━━━ RECORD SET
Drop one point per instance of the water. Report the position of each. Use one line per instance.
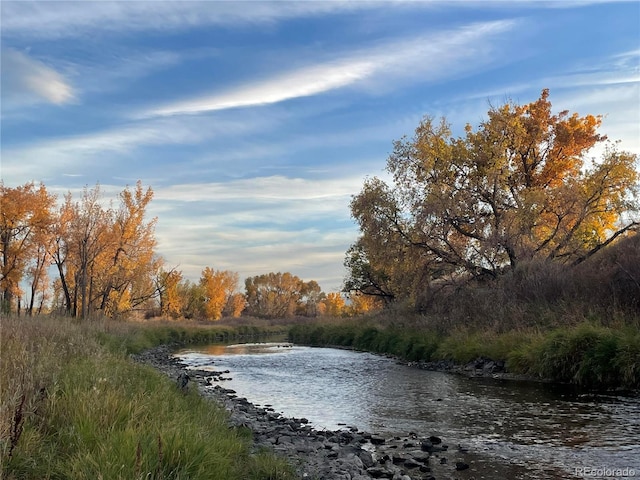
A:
(511, 429)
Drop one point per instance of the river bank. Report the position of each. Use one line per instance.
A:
(587, 355)
(322, 454)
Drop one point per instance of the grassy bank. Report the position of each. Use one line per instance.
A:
(588, 354)
(74, 406)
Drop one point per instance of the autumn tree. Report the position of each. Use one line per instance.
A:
(219, 287)
(25, 217)
(520, 187)
(359, 304)
(128, 259)
(334, 304)
(279, 295)
(167, 285)
(235, 305)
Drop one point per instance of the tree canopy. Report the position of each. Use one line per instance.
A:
(520, 187)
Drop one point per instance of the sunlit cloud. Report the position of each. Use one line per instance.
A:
(28, 80)
(56, 20)
(426, 57)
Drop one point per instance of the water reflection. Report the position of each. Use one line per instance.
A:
(520, 427)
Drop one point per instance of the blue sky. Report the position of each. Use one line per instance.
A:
(255, 122)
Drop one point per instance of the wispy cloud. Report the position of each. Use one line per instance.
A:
(80, 154)
(28, 80)
(427, 57)
(52, 20)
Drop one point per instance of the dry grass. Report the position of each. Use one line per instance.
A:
(73, 405)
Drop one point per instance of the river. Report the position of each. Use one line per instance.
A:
(514, 430)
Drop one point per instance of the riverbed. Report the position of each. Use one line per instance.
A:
(512, 429)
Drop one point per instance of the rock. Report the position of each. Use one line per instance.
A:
(183, 381)
(329, 455)
(366, 458)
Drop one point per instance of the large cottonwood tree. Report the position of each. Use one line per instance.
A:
(25, 219)
(520, 187)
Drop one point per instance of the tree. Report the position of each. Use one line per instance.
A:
(25, 217)
(219, 287)
(334, 304)
(516, 189)
(167, 289)
(129, 260)
(236, 304)
(277, 295)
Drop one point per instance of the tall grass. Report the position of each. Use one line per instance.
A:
(74, 408)
(588, 354)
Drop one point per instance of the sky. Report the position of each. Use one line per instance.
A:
(256, 122)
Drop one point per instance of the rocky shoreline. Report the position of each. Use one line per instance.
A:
(347, 454)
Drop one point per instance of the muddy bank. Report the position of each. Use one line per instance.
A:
(346, 454)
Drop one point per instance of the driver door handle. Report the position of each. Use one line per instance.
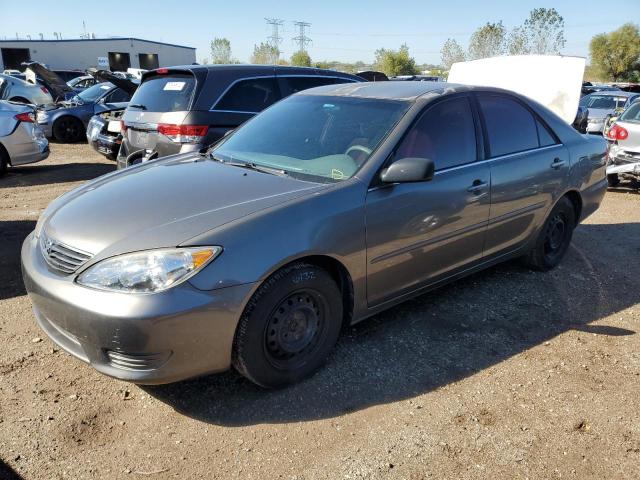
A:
(477, 186)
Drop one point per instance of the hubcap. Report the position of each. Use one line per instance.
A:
(294, 327)
(555, 234)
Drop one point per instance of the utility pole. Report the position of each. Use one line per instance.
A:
(275, 39)
(302, 40)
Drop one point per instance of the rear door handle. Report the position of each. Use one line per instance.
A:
(477, 186)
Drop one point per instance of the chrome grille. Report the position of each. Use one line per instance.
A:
(61, 257)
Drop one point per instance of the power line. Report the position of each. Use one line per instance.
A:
(275, 39)
(302, 40)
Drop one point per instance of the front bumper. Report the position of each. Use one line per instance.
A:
(143, 338)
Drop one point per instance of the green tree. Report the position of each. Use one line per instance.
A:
(265, 54)
(451, 53)
(301, 59)
(395, 62)
(221, 51)
(617, 54)
(487, 41)
(544, 31)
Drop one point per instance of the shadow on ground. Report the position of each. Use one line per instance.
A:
(12, 234)
(36, 174)
(440, 337)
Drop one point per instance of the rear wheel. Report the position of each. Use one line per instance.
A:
(68, 130)
(289, 327)
(554, 238)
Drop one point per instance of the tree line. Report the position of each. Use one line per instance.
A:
(615, 56)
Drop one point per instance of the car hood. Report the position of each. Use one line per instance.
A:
(163, 204)
(58, 87)
(599, 113)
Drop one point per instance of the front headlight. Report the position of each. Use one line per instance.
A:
(147, 272)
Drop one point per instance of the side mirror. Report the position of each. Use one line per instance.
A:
(411, 169)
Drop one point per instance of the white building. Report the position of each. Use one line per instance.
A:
(116, 54)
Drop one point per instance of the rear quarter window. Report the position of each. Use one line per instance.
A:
(251, 95)
(511, 128)
(166, 93)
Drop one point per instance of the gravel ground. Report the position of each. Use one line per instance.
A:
(505, 374)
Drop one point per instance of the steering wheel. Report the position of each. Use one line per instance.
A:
(358, 148)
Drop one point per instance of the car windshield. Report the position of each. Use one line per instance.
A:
(606, 102)
(320, 138)
(93, 93)
(632, 114)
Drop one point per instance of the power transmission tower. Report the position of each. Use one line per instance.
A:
(302, 40)
(275, 39)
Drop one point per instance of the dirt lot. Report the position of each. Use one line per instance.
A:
(506, 374)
━━━━━━
INSTRUCTIONS TO FOLLOW: What you output should match the records line for line, minus the pictures.

RESPONSE FOR THIS EXERCISE:
Drop one point per instance of the water. Report the position of each. Use one line per instance.
A:
(511, 429)
Drop one point per instance of the river bank. Report the position of each. Use one line per instance.
A:
(587, 355)
(322, 454)
Drop one point per instance of the grassy bank. Report the position of each. Use one line per instance.
A:
(588, 354)
(74, 406)
Drop one point per instance of the autumn tree. Report the position of each. Use one line per instance.
A:
(219, 287)
(25, 217)
(520, 187)
(359, 304)
(128, 259)
(334, 304)
(279, 295)
(167, 285)
(235, 305)
Drop one point per instance of the tree canopy. Report the position of each. Use one line per instance.
A:
(520, 187)
Drop one point per instance of the sunlit cloud. Report the position of each. Use one line per instance.
A:
(28, 80)
(56, 20)
(426, 57)
Drop one point per instance of the water reflection. Report the position of each. Use one line per instance.
A:
(520, 427)
Drop one point per instance of the blue sky. Report the position of each. Use one line per instance.
A:
(255, 122)
Drop one point per instance of the wispy cloud. Report the position of each. Use one line per instance.
A:
(80, 154)
(28, 80)
(427, 57)
(52, 20)
Drop one point per instance of the dry grass. Report the position of each. Use one line per instance.
A:
(73, 405)
Drop one point per instance of the river. Report the position of each. Use one line per instance.
A:
(514, 430)
Drop one point per instance of the riverbed. Report the position of each. Use one line per instance.
A:
(512, 429)
Drop one point per instance of the rock. Report the position of each. Use one line per instance.
A:
(183, 381)
(329, 455)
(366, 458)
Drop one point per instance of the large cottonwood tree. Report the position of each. Use one line per instance.
A:
(25, 219)
(520, 187)
Drop one point per instance of the tree. Report the position of each. Use one line per instance.
A:
(25, 217)
(219, 287)
(334, 304)
(516, 189)
(167, 289)
(129, 260)
(236, 304)
(277, 295)
Drop one point per instance of the tall grass. Report the position of each. Use one line per instance.
A:
(74, 408)
(588, 354)
Drop one point per instance of the sky. Report the position of each. Use one line per instance.
A:
(256, 122)
Drop one point per instance of the rocky shoreline. Report the position of each. Use one line per instance.
A:
(347, 454)
Drop one point per instance of the muddy bank. Report the position of each. Use one line per instance.
A:
(346, 454)
Drop one point per instance of the driver door handle. Report the position of each. Use one line per instance.
A:
(477, 186)
Drop one point per instance of the hubcap. Report the position of each. Use one line per instance.
A:
(294, 327)
(555, 234)
Drop one point per instance of the utility pole. Report the position of each. Use one line per instance.
A:
(275, 39)
(302, 40)
Drop one point per instance of the rear door handle. Report the position of each. Use one line per instance.
A:
(477, 186)
Drop one point per instance of the chrome grille. Report the position of each. Use one line per instance.
A:
(61, 257)
Drop one point per instance of the power line. Report the position of each. Use one line per instance.
A:
(275, 39)
(302, 40)
Drop one point per instance of the front bumper. Report the position of each. Use one line per instance.
A:
(143, 338)
Drop one point per instance of the green tree. Report the position of each. Use one line per instance.
A:
(265, 54)
(451, 53)
(301, 59)
(395, 62)
(221, 51)
(617, 54)
(487, 41)
(544, 31)
Drop one point per instance of the shadow on ground. Report the position of each. Use one line per instance.
A:
(12, 234)
(36, 174)
(440, 337)
Drop one point per instance of the rear wheel. Report the position of each. Use one line per instance.
A:
(68, 130)
(289, 327)
(554, 238)
Drop one point per instance of the tree line. Report the position of each. Use one line per instance.
A:
(615, 56)
Drop one point per instance of the car hood. Report the position of each. Use one line per instance.
A:
(163, 204)
(58, 87)
(599, 113)
Drop one point per instance of the front headlight. Report the position of each. Use one line per instance.
A:
(147, 272)
Drop one point per instance of the side mirror. Report the position of each. Use one line per instance.
A:
(411, 169)
Drop one point per instance of the white building. Report the position of each. Use one line per instance.
A:
(116, 54)
Drop one point per instance of the rear quarter window. Report the position of each. Use one line per instance.
A:
(251, 95)
(511, 128)
(166, 93)
Drop one point per instance of the gravel ground. Report the position of each. Use one line per instance.
A:
(505, 374)
Drop one point per instance of the steering wheel. Report the position of each. Use one line per instance.
A:
(358, 148)
Drop one point per instance of the car windshield. Report the position of each. Use one line per instance.
A:
(606, 102)
(320, 138)
(93, 93)
(632, 114)
Drop one point per instance of the power transmission tower. Report the position of each. Use one line per instance.
A:
(302, 40)
(275, 39)
Drop one point per instance of the dirt lot. Report the position of each. Use one line per instance.
A:
(506, 374)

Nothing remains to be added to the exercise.